───── STORED ROWS ─────

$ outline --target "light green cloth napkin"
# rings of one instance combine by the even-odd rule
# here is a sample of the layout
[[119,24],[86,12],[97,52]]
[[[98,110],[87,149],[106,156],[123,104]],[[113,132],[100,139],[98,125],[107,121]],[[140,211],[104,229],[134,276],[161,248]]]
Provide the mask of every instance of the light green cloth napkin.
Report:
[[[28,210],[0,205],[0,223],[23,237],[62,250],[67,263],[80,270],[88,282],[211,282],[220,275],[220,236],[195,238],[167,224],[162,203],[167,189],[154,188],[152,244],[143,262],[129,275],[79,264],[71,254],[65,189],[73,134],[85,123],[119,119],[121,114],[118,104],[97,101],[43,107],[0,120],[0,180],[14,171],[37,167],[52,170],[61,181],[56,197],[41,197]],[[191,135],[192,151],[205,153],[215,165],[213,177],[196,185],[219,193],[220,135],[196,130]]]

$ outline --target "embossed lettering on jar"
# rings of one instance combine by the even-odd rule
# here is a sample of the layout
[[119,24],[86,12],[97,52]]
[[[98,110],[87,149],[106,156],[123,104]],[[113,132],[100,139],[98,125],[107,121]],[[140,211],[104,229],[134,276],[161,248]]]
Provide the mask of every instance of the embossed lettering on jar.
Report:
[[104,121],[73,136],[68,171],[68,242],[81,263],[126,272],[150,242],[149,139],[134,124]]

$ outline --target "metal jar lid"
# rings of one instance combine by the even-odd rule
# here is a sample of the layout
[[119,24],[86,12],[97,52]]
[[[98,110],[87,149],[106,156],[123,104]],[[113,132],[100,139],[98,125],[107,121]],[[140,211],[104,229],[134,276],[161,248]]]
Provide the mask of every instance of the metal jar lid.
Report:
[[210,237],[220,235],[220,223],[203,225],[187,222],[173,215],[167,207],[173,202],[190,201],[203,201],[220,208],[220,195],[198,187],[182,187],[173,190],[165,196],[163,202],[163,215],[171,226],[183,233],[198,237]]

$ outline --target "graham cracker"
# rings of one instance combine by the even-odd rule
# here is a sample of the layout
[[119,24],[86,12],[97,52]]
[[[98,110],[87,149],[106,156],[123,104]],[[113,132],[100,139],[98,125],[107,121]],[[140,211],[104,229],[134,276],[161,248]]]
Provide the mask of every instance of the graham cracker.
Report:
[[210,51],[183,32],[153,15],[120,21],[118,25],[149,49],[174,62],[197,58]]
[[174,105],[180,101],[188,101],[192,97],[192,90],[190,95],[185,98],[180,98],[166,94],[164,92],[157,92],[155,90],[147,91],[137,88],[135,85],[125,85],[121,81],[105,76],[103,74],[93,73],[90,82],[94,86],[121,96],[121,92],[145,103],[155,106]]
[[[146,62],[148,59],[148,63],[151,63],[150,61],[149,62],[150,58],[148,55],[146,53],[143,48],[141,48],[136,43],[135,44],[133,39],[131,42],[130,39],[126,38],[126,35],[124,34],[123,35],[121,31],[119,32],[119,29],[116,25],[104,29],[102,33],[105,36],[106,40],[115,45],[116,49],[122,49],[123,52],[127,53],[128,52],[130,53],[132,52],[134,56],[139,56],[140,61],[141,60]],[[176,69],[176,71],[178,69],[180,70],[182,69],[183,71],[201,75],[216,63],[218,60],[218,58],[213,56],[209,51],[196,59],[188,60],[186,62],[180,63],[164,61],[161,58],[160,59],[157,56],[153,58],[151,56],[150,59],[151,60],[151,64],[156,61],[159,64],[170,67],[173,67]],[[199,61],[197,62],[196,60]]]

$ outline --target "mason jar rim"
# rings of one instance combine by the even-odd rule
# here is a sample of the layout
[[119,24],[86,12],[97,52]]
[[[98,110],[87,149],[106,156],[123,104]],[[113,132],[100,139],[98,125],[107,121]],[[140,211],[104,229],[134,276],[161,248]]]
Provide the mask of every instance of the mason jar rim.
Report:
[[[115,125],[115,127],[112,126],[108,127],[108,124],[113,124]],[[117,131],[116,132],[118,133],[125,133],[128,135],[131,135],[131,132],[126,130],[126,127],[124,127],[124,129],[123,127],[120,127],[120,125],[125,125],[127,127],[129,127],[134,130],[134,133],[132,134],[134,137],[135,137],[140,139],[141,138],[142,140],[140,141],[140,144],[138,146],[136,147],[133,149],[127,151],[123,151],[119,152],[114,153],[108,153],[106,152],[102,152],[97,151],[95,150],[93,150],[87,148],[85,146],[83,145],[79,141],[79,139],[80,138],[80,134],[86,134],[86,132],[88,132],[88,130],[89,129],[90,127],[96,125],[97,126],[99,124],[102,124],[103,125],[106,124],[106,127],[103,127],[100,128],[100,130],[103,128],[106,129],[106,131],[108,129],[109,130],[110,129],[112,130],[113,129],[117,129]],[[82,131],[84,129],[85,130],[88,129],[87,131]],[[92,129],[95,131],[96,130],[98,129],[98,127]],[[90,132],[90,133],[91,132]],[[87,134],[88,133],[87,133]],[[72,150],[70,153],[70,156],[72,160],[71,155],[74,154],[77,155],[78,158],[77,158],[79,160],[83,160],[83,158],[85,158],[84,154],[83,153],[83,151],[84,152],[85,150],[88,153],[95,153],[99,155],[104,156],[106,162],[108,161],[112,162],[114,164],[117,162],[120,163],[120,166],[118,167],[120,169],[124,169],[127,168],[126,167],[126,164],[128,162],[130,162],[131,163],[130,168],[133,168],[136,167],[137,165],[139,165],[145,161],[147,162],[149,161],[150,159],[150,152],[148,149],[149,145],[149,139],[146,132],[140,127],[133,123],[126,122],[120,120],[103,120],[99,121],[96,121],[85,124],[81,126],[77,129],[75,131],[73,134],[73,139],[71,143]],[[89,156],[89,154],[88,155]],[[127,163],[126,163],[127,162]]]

─────

> _YOUR OBJECTIVE_
Reproduce the listing in full. Keep it exactly as written.

> _FULL SOLUTION_
$ outline --target "light green cloth napkin"
# rings of one instance combine by the even-odd rule
# here is a sample of the layout
[[119,24],[86,12],[97,52]]
[[[98,110],[87,149],[106,156],[123,104]],[[113,132],[100,139],[98,125],[107,121]],[[140,211],[104,229],[134,276],[161,248]]]
Provide the mask of every instance of the light green cloth napkin.
Report:
[[[28,210],[0,205],[0,223],[23,237],[62,250],[67,263],[80,270],[88,282],[211,282],[220,275],[220,236],[195,238],[167,224],[162,203],[167,189],[154,188],[152,244],[143,262],[129,275],[79,264],[71,254],[65,189],[73,134],[85,123],[119,119],[121,114],[118,104],[97,101],[43,107],[0,120],[0,180],[14,171],[37,167],[52,170],[61,181],[56,197],[41,197]],[[191,135],[192,151],[205,153],[215,165],[213,177],[196,185],[219,193],[220,135],[196,130]]]

$ outline --target "embossed lettering on jar"
# rings of one instance combine by the even-odd rule
# here is a sample of the layout
[[119,24],[86,12],[97,52]]
[[[98,110],[87,149],[106,156],[123,104]],[[113,132],[100,139],[98,125],[107,121]],[[140,211],[104,229],[134,276],[161,248]]]
Provide the mask of every instance of the embossed lettering on jar.
Report:
[[104,121],[73,136],[68,171],[68,242],[81,263],[126,272],[150,242],[149,139],[134,124]]

$ outline --target "metal jar lid"
# rings of one instance combine by the even-odd rule
# here is a sample of the layout
[[119,24],[86,12],[97,52]]
[[[98,110],[87,149],[106,156],[123,104]],[[113,132],[100,139],[98,125],[107,121]],[[140,211],[104,229],[134,276],[161,248]]]
Provide the mask of every instance of the metal jar lid.
Report:
[[210,237],[220,235],[220,223],[203,225],[187,222],[173,215],[167,207],[173,202],[190,201],[203,201],[220,208],[220,195],[198,187],[182,187],[173,190],[165,196],[163,202],[163,215],[171,226],[183,233],[198,237]]

$ outline --target "graham cracker"
# rings of one instance combine by the even-odd rule
# here is a sample of the layout
[[119,24],[86,12],[97,52]]
[[[98,110],[87,149],[106,156],[123,104]],[[113,132],[100,139],[98,125],[107,121]],[[140,211],[104,229],[134,276],[161,248]]]
Provide the mask of every instance of the graham cracker.
Report:
[[210,51],[183,32],[153,15],[120,21],[118,25],[149,49],[174,62],[197,58]]
[[174,105],[180,101],[188,101],[192,97],[192,90],[190,95],[185,98],[180,98],[166,94],[164,92],[157,92],[155,90],[147,91],[137,88],[135,85],[125,85],[121,81],[105,76],[103,74],[93,73],[90,82],[94,86],[121,96],[121,92],[145,103],[155,106]]
[[[146,62],[148,59],[148,63],[151,63],[150,61],[149,62],[150,58],[148,55],[146,53],[143,48],[141,48],[136,43],[135,44],[133,39],[131,42],[130,39],[126,38],[126,35],[124,34],[123,35],[121,31],[119,32],[119,29],[116,25],[104,29],[102,33],[105,36],[106,40],[115,45],[116,49],[122,49],[123,52],[127,53],[128,52],[130,53],[132,52],[134,56],[139,56],[140,61],[141,60]],[[176,69],[176,71],[178,69],[180,70],[182,69],[183,71],[201,75],[216,63],[218,60],[218,58],[213,56],[209,51],[196,59],[188,60],[186,62],[180,63],[164,61],[161,58],[160,59],[157,56],[153,58],[151,56],[150,59],[151,60],[151,64],[156,61],[159,64],[170,67],[173,67]],[[199,61],[197,62],[196,60]]]

$ outline --target "mason jar rim"
# rings of one instance combine by the even-odd rule
# here is a sample of the layout
[[119,24],[86,12],[97,52]]
[[[98,110],[87,149],[106,156],[123,104]],[[113,132],[100,139],[98,125],[107,121]],[[140,211],[104,229],[134,276],[161,248]]]
Provide the mask of every instance of the mason jar rim.
Report:
[[[115,125],[115,127],[112,126],[108,127],[108,124],[113,124]],[[117,131],[116,132],[118,133],[125,133],[128,135],[131,135],[131,132],[126,130],[126,127],[124,127],[124,129],[123,127],[120,127],[120,125],[125,125],[127,127],[129,127],[134,130],[134,133],[132,134],[134,137],[135,137],[140,139],[141,138],[142,140],[140,141],[140,144],[138,146],[136,147],[133,149],[127,151],[123,151],[119,152],[114,153],[108,153],[106,152],[102,152],[97,151],[95,150],[93,150],[87,148],[85,146],[83,145],[79,141],[79,139],[80,138],[80,134],[86,134],[86,132],[88,132],[88,130],[89,129],[90,127],[96,125],[97,126],[99,124],[102,124],[103,125],[106,124],[106,127],[103,127],[100,128],[100,130],[103,128],[106,129],[106,131],[108,129],[109,130],[110,129],[112,130],[113,129],[117,129]],[[82,131],[84,129],[85,130],[88,129],[87,131]],[[92,129],[95,131],[96,130],[98,129],[98,127]],[[90,132],[90,133],[91,132]],[[87,134],[88,133],[87,133]],[[72,150],[70,153],[70,156],[72,160],[71,155],[74,154],[77,155],[78,158],[77,158],[79,160],[83,160],[83,158],[85,158],[84,154],[83,153],[83,151],[84,152],[85,150],[88,153],[95,153],[99,155],[104,156],[106,162],[108,161],[112,162],[114,164],[117,162],[120,163],[120,166],[118,167],[120,169],[124,169],[127,168],[126,167],[126,164],[128,162],[130,162],[131,163],[130,168],[133,168],[136,167],[137,165],[139,165],[145,161],[147,162],[149,161],[150,159],[150,152],[148,149],[149,145],[149,139],[146,132],[140,127],[133,123],[126,122],[120,120],[103,120],[99,121],[96,121],[85,124],[81,126],[77,129],[75,131],[73,134],[73,139],[71,143]],[[89,156],[89,154],[88,155]],[[127,163],[126,163],[127,162]]]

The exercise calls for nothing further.